▼▼▼

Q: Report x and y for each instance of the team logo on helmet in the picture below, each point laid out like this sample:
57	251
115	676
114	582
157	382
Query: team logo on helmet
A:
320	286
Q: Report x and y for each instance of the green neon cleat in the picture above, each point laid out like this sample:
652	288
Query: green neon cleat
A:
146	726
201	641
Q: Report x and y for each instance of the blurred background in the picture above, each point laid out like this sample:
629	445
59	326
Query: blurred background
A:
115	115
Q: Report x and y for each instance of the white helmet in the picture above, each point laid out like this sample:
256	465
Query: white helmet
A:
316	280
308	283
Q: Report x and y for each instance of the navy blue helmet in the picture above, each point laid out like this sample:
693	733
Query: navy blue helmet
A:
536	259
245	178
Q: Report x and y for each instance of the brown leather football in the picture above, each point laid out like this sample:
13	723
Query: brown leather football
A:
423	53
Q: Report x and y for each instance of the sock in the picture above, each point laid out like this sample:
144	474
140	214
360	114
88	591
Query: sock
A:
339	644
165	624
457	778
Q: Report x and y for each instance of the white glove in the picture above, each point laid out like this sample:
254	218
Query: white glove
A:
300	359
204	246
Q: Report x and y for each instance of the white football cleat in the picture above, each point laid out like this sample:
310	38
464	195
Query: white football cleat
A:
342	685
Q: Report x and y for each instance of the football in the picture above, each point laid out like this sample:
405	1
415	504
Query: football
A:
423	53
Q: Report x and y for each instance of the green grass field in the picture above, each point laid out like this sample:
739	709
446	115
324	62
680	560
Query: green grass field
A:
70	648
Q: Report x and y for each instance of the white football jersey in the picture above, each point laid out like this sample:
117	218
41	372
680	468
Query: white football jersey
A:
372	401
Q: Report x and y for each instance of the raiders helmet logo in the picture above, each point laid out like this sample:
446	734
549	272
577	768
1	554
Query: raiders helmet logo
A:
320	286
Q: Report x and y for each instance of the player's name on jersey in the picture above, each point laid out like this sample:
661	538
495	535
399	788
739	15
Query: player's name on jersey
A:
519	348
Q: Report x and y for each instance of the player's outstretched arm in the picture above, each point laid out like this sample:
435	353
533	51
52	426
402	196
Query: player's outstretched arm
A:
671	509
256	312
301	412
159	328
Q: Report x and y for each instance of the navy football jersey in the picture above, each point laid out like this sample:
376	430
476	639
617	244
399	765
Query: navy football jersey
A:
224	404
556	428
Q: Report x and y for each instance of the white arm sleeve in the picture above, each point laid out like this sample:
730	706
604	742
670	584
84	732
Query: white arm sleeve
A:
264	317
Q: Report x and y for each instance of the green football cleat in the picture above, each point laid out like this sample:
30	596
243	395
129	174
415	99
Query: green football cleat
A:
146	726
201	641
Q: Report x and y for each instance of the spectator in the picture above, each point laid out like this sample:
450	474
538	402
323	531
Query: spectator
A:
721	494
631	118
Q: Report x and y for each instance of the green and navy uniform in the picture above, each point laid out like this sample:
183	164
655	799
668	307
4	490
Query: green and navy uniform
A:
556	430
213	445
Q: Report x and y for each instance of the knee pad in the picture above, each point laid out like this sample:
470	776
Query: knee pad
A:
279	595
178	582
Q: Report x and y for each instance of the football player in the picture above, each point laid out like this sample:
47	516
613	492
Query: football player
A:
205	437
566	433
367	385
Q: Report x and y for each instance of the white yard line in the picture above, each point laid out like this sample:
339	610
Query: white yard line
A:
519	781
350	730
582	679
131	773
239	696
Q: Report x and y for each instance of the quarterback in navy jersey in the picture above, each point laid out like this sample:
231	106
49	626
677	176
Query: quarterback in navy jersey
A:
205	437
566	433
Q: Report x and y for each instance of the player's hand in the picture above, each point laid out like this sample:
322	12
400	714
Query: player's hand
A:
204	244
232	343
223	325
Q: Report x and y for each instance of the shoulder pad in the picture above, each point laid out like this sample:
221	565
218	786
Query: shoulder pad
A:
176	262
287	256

▲▲▲

Reproduce every one of the rows above verbatim, from the first through the last.

• [Correct output]:
Q: Report x and y for each instance of the team logo on helmet in the picture below, each point laid out like this sample:
57	251
115	676
114	582
157	382
Query: team logo on helmet
A:
320	286
Q: Report x and y for each instance of the green neon cleat in the picture above, each point laid out like this sample:
652	288
Query: green neon cleat
A:
146	726
201	641
Q: Report x and y for each instance of the blurred background in the picture above, each point laid out like this sample:
629	445
59	326
Query: blurred background
A:
115	115
Q: Report x and y for each instance of the white helmet in the picture above, each point laid out like this sample:
256	465
Query: white helmet
A:
316	280
308	283
Q: Report x and y for each instance of the navy blue helmet in the picture above, each point laid out like this sample:
693	733
Query: navy blue helmet
A:
536	259
245	178
Q: Report x and y for each instance of the brown leather football in the picture above, each point laid out like this sample:
13	723
Query: brown leather football
A:
423	53
Q: Report x and y for each instance of the sock in the picture above, each point laid out like this sample:
144	474
140	214
360	114
88	591
Query: sock
A:
339	644
165	624
457	778
Q: Report x and y for each instance of the white glove in the picture above, each point laid out like this sample:
254	218
Query: white glove
A:
300	359
204	246
Q: Report x and y for each instance of the white football cleat in the picture above, each point laid out like this sample:
310	38
464	195
Query: white football cleat
A:
342	685
Q: Report x and y for each instance of the football in the picture above, each point laid out like this sample:
405	1
415	504
Query: football
A:
423	53
Q: Report x and y for each instance of the green grass field in the picture above, each point laid out like this sample:
739	709
446	115
324	62
680	560
Query: green grass field
A:
70	648
Q: Report x and y for each instance of the white football jersey in the picture above, each point laid out like this sample:
117	218
41	372
680	468
Query: white football jersey
A:
372	401
Q: Report x and y for each instance of the raiders helmet logo in the picture above, each point laid out like this sample:
446	734
549	272
577	768
1	554
Query: raiders helmet logo
A:
320	286
Q: Report x and y for each instance of the player's name on jersey in the picture above, each point laid out like this sample:
661	538
495	535
399	788
739	15
Query: player's name on jersey
A:
519	348
Q: Report x and y for each instance of the player's outstretched arm in the picture above, each point laid out like this sample:
435	353
533	51
52	426
402	196
Query: player's outstretched arm
A:
671	509
256	312
301	412
159	328
Q: Report x and y for each instance of the navy football jersey in the picture above, each point laid out like this sample:
376	430
476	639
617	244
399	765
Query: navy football jersey
A:
224	404
556	428
Q: Report x and y for each instance of the white arm sleeve in the picture above, each point laid out like this sample:
730	706
604	742
670	584
84	732
Query: white arm sleeve
A:
264	317
Q: Report x and y for each instance of the green football cleat in the picture above, each point laid out like this sample:
30	596
243	395
129	174
415	99
Query: green football cleat
A:
146	726
201	641
Q: Report x and y for each instance of the spectator in the picture above, each point laid out like this sample:
450	474
538	402
323	531
Query: spectator
A:
721	494
631	118
Q: Report x and y for each instance of the green and navy uniform in the picture above, each point laid out like this sample:
183	164
655	799
668	307
4	490
Query: green and navy uniform
A:
556	430
213	445
Q: Report x and y for each instance of the knee pad in the picture above, each point laid out like this sample:
470	776
Query: knee pad
A:
279	595
178	582
Q: Report x and y for each instance of the football player in the picture above, each point laid out like this sample:
47	516
613	492
Query: football player
A:
205	437
566	433
367	385
Q: Report x and y for each instance of the white yard line in the picture above, each point laid out like this sample:
339	610
Query: white yard line
A:
519	781
350	730
582	679
131	773
239	696
Q: Report x and y for each instance of the quarterback in navy jersey in the picture above, each point laid out like this sample:
231	106
49	626
677	176
Query: quarterback in navy jersey
A:
205	437
566	433
Q: Report x and y for each instance of the player's hand in the picture above, each point laid out like this sample:
322	12
400	714
Query: player's hand
A:
204	244
232	343
223	325
Q: Report x and y for each instance of the shoulder pad in the picture above, each point laid out like this sample:
221	565
218	786
Query: shoulder pad
A:
176	262
287	256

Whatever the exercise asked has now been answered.